__The exercise__: Reproduce each of the items below verbatim, from the first through the last.

__Data rows__:
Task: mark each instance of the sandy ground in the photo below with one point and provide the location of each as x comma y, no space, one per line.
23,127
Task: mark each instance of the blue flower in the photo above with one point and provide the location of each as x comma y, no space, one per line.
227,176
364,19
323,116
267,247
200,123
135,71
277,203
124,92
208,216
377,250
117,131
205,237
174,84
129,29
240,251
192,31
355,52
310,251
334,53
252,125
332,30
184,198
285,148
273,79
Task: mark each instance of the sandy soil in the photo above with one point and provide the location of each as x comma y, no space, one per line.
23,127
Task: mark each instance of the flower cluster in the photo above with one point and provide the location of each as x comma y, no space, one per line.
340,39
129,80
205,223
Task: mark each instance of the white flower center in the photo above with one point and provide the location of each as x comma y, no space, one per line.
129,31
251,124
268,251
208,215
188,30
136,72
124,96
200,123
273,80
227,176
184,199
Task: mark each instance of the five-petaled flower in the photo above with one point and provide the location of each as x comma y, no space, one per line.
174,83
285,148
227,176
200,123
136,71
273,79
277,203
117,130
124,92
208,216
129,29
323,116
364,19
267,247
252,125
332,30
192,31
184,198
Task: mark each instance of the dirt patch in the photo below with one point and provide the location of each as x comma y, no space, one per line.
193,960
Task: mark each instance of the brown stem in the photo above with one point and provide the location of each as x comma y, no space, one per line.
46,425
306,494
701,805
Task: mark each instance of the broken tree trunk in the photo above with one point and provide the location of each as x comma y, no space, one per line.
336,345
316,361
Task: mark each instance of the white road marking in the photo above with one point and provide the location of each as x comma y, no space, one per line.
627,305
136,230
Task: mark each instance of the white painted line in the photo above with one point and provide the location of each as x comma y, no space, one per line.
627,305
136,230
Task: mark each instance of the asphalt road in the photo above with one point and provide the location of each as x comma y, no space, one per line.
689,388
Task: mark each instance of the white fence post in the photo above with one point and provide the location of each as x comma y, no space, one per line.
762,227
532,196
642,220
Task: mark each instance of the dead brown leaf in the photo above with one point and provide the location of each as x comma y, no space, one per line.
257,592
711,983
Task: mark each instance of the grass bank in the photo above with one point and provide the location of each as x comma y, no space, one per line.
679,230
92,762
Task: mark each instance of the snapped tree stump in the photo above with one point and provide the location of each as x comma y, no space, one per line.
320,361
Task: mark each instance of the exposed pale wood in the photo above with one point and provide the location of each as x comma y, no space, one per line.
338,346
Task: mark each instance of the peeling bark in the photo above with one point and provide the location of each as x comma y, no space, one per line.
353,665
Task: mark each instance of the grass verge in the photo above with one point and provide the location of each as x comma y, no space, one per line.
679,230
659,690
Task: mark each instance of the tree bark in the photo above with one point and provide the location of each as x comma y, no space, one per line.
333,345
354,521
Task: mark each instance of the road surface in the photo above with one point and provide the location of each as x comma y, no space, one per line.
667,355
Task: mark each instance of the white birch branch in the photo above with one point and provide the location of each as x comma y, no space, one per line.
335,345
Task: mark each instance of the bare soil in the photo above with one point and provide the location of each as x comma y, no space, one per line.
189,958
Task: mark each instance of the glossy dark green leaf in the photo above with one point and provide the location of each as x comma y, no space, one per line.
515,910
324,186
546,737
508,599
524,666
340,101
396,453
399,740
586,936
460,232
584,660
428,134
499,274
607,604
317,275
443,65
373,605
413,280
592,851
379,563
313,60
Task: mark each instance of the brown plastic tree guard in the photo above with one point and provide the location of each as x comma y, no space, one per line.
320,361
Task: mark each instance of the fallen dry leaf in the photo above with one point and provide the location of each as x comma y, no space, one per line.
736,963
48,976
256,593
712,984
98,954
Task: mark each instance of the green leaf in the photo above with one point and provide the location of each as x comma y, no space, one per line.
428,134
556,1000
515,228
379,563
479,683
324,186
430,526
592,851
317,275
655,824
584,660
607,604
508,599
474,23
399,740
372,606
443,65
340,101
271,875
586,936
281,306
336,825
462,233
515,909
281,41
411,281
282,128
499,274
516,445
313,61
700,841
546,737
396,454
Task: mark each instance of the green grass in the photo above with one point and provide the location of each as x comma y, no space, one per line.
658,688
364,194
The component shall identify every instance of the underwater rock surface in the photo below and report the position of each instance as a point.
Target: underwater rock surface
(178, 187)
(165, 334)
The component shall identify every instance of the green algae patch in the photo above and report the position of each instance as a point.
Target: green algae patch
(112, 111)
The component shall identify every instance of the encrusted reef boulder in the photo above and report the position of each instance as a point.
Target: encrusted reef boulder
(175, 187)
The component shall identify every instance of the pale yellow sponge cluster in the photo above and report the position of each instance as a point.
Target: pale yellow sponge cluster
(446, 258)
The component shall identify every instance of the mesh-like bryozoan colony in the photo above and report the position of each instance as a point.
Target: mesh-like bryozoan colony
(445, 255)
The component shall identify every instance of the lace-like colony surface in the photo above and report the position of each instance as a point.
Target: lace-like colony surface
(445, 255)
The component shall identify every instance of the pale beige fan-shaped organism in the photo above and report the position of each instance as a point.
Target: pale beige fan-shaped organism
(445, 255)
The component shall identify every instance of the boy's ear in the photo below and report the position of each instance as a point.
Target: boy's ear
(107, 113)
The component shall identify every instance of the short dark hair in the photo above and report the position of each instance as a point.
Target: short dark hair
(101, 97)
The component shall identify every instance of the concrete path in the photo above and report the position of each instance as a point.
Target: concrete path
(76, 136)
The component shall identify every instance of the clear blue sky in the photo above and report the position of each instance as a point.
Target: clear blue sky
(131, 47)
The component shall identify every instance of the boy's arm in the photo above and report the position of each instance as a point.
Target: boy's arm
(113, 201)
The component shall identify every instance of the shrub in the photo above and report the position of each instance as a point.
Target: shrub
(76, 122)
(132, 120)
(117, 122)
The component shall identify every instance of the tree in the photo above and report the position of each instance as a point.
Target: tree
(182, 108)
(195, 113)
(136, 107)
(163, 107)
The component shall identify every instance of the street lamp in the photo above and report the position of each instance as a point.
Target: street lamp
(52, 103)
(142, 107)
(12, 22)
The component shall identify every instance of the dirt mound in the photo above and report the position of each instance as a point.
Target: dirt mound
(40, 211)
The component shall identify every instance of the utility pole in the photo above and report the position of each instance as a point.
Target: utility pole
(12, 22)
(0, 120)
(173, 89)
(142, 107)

__Result of this task__:
Task: mark each instance of the sandy ground in the photo below with one point and provide the location of each as x comma y, no space, one per line.
23,127
Task: mark each instance of the blue flower in the photo above with one point and provide the location of each as x comma y, no space, one per line.
227,176
364,19
323,116
267,247
200,123
135,71
277,203
124,92
208,216
377,250
117,131
205,237
174,84
129,29
240,251
192,31
355,52
310,251
334,53
252,125
332,30
184,198
285,148
273,79
Task: mark each instance of the sandy soil in the photo above with one point and provide the location of each as x comma y, no space, one per line.
23,127
Task: mark each instance of the flower cluster in the photo above with one point and provide the location of each as x comma y, no space, one per line.
340,39
129,80
205,223
Task: mark each instance of the white flower center in the photo above with one point and provide the location of each as x comma y, no space, one per line.
129,31
251,124
268,251
208,215
188,30
136,72
124,96
200,123
273,80
227,176
184,199
Task: mark each instance of the five-petaled flower in the photo above with one point and provide the location of each as x comma y, no space, one per line.
174,83
285,148
227,176
200,123
136,71
273,79
277,203
117,130
124,92
208,216
129,29
323,116
364,19
267,247
252,125
332,30
192,31
184,198
Task: mark each instance of the dirt patch in the photo below with one point and provide the location of each as x comma y, no space, one per line.
193,960
Task: mark each instance of the brown stem in the photo above with one point and provide the location of each as x comma y, no space, one per line.
46,425
306,494
701,805
Task: mark each instance of the broken tree trunk in the photo above with one point and provide the location of each as x comma y, no space, one per line.
336,345
316,361
Task: mark each instance of the white road marking in the photo above with one point and provide the location of each as x comma y, no space, one per line.
627,305
136,230
Task: mark each instance of the white painted line in the photo above with one point and provide the location of each as x comma y, no space, one per line.
627,305
136,230
Task: mark each instance of the asphalt road in the photo above with one point and provide the location of each as x comma y, no space, one per line.
689,388
Task: mark each instance of the white fence post in the photo above with one point and provide the location of each as x comma y, no space, one per line.
762,227
532,196
642,220
Task: mark each instance of the dead brown leaf in the photo above with one point and provide the location of each as x comma y, no space, one per line.
257,592
711,983
Task: mark each instance of the grass bank in the photo above with one point and provide the location of each as x comma y, no space, one per line.
679,230
92,762
Task: mark each instance of the snapped tree stump in the photo above with one point and provide the location of each as x comma y, no space, one per line.
320,361
Task: mark each instance of the exposed pale wood in the photo above with one point and provide the location of each as x comma y, no space, one per line.
338,346
Task: mark each instance of the peeling bark in the photo above with one point and provide the location of each as x comma y, no space, one per line.
353,665
Task: mark each instance of the grass verge in the photo above with one point and provide the location of each as x comma y, no space, one per line.
679,230
659,690
Task: mark each instance of the tree bark in the photo above with one point and provide the location of each as x comma y, no space, one per line.
333,345
354,521
Task: mark each instance of the road surface in the photo above with one point and provide the location of each as x comma y, no space, one per line.
667,355
Task: mark each instance of the white birch branch in the photo above with one point and provide the location of each as x comma y, no space, one per line.
335,345
Task: mark each instance of the bare soil in the photo above with one point and provide the location of each as x comma y, no space, one per line.
189,958
Task: mark each instance of the glossy dark green leaf in the photo above with one point and provide the location of each as x comma y, no space, one per line.
515,910
324,186
546,737
508,599
524,666
340,101
396,453
399,740
586,936
460,232
584,660
428,134
499,274
607,604
317,275
443,65
373,605
413,280
592,851
379,563
313,60
Task: mark each instance of the brown plastic tree guard in the photo above with one point and provide the location of each as x comma y, no space, one per line.
320,361
Task: mark each instance of the fallen dry leaf in the photo above with one point and provide the location of each as x comma y, no space, one per line.
736,963
48,976
256,593
712,984
98,954
Task: mark each instance of the green leaf in the photo above with one point and provide the location of each as x comma y, no space, one per line.
428,134
556,1000
515,228
379,563
479,683
324,186
430,526
592,851
317,275
655,824
584,660
607,604
508,599
474,23
399,740
372,606
443,65
340,101
271,875
586,936
281,306
336,825
462,233
515,909
281,41
411,281
282,128
499,274
516,445
313,61
700,841
546,737
396,454
Task: mark each instance of the green grass in the photo above with one point and provide the location of each as x comma y, no space, one per line.
658,688
364,194
The component shall identify every instance of the underwater rock surface in the photo below and report the position of each instance as a point.
Target: underwater rock surface
(178, 187)
(165, 334)
The component shall identify every instance of the green algae patch in the photo above and report the position of each instance as a point.
Target: green algae patch
(112, 111)
The component shall identify every instance of the encrusted reef boulder in the photo above and report the position of each instance as a point.
Target: encrusted reef boulder
(175, 187)
The component shall identify every instance of the pale yellow sponge cluster in the photo above and report the position of each instance as a point.
Target: pale yellow sponge cluster
(446, 258)
The component shall identify every instance of the mesh-like bryozoan colony in the photo above and report the position of each instance as a point.
Target: mesh-like bryozoan colony
(445, 255)
The component shall identify every instance of the lace-like colony surface in the photo above and report the position of each instance as a point.
Target: lace-like colony surface
(445, 255)
The component shall identify every instance of the pale beige fan-shaped organism in the photo above and report the position of each instance as a point.
Target: pale beige fan-shaped organism
(445, 255)
The component shall identify every instance of the boy's ear in the photo below and report the position of each instance as a point.
Target: boy's ear
(107, 113)
The component shall identify every instance of the short dark hair in the photo above and report the position of each instance as a point.
Target: short dark hair
(101, 97)
The component shall identify every instance of the concrete path in the photo above and report the position of each instance as a point.
Target: concrete path
(76, 136)
The component shall identify every instance of the clear blue sky in the photo above and report the position of each instance as a point.
Target: clear blue sky
(131, 47)
The component shall identify every instance of the boy's arm in the photo above and report the position of each instance as a point.
Target: boy's arm
(113, 201)
The component shall identify every instance of the shrub in the photo above and report the position of each instance as a point.
Target: shrub
(76, 122)
(132, 120)
(117, 122)
The component shall identify every instance of the tree in the photo above and report the position of each instance as a point.
Target: tree
(182, 108)
(195, 113)
(136, 107)
(163, 107)
The component shall identify every instance of the street lamp in the photo above and report the position of each instance as a point.
Target: street lamp
(52, 103)
(142, 107)
(12, 22)
The component shall identify every instance of the dirt mound in the photo above and report the position of each instance as a point.
Target: dirt mound
(40, 211)
The component shall identify every instance of the utility pole in the photo above and report the position of each instance as a point.
Target: utility pole
(12, 22)
(0, 120)
(173, 89)
(142, 107)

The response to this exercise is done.